**À FAIRE:**
#1 D'après l'extrait à lire, près de quelle gare se trouvait le bar où a eu lieu la rencontre avec le directeur de collection ?
#2 Reprenez s'il vous plaît le récit sur le refus de « Chronique de la Mort au Bout » et poursuivez-le à partir de sa dernière phrase.

**EXTRAIT À LIRE:**
--------------------------------------------------

Mise au ban d'un écrivain non-formaté




Je ne vais pas tourner autour du pot et je vais tenter d’être concret. En 2015, je passais une soirée bien arrosée avec le directeur de collection de Série Noire chez Gallimard. C’est via une jeune assistante éditoriale ayant lu le manuscrit de « Chronique de la Mort au Bout » que le bonhomme m’avait contacté. A la lecture du roman, il avait été frappé par le style, « l’histoire », le traitement que je faisais d’un sujet bien sombre.
Nous nous sommes retrouvés dans son « fief », un bar sans âme non loin de la Gare de Lyon à Paris. Avant de nous transformer en fêtards défoncés, nous avons « debriefé » sa lecture. Il me lança : « si je viens te voir un dimanche, alors que je suis normalement en famille, c’est parce que tu as un truc incroyable ».
Il avait lu le manuscrit avec une réelle attention et un œil expert. Assez rapidement, il me lança : « J’ai adoré mais ce que je veux, c’est que tu écrives comme les quinze premières pages, et que tu en fasses un roman complet ». Je lui répondis : « En gros, tu aimes 15% du livre et tu veux que je réécrives les 85% restants ». Il acquiesça.
Pour info, ces 15 premières pages, je les avais écrites pour « harponner » le lecteur. C’est-à-dire que j’y déployais un style « classique » et une narration correspondant aux standards du polar contemporain. Autant dire que mon harponnage était pour lui le cœur du roman. Pour moi, il était un moyen d’amener le lecteur vers la narration, le fond que je voulais exprimer. En gros, il me demandait de vider le contenu de ce qui faisait ma singularité. Je ne me sentais pas capable de « plier », je ne me sentais pas d’écrire un roman qui ferait « plaisir » au directeur de collection dans l’objectif de « rassasier » des lecteurs en attente d’un récit formaté. Il me trouvait têtu alors même que je ne demandais qu’une chose : qu’il m’accompagne pour améliorer le livre et non pour le réécrire intégralement. Notre « collaboration » s’arrêta là.
J’ai soumis « Chronique de la mort au bout » à bien d’autres éditeurs qui le refusèrent généralement avec un courrier standard avant retour du manuscrit à mes frais. Certains me proposèrent même de l’autoéditer sur leurs sites/partenaires/filiales d’autoédition. Une petite humiliation qui ne fit que gonfler ma colère à leur encontre.

--------------------------------------------------

Enregistrements issus d'une source de données
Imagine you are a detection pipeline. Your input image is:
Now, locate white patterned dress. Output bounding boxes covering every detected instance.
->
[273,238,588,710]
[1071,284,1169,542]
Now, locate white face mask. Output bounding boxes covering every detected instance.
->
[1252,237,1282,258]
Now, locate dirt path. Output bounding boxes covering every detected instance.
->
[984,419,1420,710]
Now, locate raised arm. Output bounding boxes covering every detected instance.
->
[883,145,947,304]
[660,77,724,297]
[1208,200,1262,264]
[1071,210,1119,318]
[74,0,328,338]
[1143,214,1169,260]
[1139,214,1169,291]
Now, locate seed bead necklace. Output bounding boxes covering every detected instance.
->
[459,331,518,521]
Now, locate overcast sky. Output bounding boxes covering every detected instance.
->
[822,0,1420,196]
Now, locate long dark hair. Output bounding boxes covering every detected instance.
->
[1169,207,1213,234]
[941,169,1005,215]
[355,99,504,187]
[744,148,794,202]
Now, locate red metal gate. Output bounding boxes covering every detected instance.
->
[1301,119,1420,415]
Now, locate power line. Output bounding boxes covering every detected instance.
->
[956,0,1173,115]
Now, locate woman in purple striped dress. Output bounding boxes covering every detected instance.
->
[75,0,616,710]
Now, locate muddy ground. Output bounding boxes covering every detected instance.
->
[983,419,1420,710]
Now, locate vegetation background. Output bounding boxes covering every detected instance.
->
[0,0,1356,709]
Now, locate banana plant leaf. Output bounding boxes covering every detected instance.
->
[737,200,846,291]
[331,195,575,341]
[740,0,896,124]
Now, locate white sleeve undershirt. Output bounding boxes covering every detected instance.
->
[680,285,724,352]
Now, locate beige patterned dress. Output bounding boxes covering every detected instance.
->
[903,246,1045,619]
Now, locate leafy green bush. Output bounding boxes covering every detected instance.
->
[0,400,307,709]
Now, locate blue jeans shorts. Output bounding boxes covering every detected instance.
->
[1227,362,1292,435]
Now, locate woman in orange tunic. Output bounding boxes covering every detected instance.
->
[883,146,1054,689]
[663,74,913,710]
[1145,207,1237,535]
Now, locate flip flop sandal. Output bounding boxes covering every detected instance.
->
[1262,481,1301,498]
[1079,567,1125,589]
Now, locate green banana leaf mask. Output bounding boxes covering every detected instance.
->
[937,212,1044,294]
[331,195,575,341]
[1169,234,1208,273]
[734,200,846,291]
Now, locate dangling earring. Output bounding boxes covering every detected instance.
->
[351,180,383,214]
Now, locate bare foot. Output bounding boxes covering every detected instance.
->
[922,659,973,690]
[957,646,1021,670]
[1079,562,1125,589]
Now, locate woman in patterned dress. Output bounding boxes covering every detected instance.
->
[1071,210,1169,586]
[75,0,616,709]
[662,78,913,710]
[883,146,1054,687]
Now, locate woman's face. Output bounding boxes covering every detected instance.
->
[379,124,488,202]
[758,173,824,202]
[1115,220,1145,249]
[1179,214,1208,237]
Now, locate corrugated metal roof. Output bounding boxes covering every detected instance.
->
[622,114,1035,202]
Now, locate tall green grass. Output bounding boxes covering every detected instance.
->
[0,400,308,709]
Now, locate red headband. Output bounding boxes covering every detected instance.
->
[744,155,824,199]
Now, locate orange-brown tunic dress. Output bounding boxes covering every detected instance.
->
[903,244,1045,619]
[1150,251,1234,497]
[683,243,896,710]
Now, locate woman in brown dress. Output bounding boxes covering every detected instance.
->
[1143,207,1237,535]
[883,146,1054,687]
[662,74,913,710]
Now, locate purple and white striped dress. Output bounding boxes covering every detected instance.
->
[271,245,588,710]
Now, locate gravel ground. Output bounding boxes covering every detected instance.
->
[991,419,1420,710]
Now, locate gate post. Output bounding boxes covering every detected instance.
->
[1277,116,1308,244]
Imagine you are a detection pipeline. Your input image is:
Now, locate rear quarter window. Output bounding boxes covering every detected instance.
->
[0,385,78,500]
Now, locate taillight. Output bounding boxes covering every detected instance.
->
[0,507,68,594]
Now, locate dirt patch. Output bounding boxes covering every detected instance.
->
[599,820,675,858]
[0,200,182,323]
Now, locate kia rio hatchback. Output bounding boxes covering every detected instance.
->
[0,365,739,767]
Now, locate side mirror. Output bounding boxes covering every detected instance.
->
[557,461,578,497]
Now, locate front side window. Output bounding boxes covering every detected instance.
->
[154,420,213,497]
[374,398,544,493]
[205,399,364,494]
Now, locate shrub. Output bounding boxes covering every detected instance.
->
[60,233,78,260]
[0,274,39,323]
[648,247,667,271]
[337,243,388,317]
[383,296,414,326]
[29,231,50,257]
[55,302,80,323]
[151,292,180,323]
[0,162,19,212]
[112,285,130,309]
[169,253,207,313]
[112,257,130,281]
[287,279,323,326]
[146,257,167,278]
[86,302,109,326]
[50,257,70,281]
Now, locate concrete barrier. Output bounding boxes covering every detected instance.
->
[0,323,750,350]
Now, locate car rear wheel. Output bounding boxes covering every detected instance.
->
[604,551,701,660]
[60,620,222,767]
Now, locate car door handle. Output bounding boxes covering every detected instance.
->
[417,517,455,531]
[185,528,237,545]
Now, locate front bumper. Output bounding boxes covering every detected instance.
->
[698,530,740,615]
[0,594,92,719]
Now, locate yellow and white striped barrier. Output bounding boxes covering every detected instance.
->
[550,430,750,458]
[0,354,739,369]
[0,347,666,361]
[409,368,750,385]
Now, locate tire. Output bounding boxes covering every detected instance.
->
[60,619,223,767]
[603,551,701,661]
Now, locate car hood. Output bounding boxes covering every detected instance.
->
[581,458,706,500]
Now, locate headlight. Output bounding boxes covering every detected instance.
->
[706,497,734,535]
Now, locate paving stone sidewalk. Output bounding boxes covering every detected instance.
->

--------------------------------------------------

**RÉPONSES PAR TÂCHE:**
#1 Près de la Gare de Lyon, à Paris.

#2
L’un d’entre eux, un « gros » éditeur, à qui je proposai ce roman et un projet de tétralogie prit le temps de m’écrire. Il m’expliqua qu’il adorait mon style, que j’avais du talent, etc. Mais il finit par conclure en m’indiquant qu’au-delà du fait que j’étais un bon auteur, ce que j’écrivais était trop sombre et mon regard sur le monde – même s’il était totalement valable, crédible et même réaliste – ne pouvait être publié car « Je me refuse à accepter que vous ayez raison, ça me déprime trop, je préfère ne pas diffuser un tel écrit ».
Bref. J’ai laissé tomber depuis (c’était en 2014-2015), épuisé par ce feu de barrage collectif des acteurs de l’édition française. J’ai opté pour un repli bénéfique pour ma psyché. Courir, demander, et pourquoi pas supplier des personnes qui reconnaissent mon talent sans mettre une fois leurs couilles sur la table pour le proposer à des lecteurs, c’est au-delà de ma personnalité.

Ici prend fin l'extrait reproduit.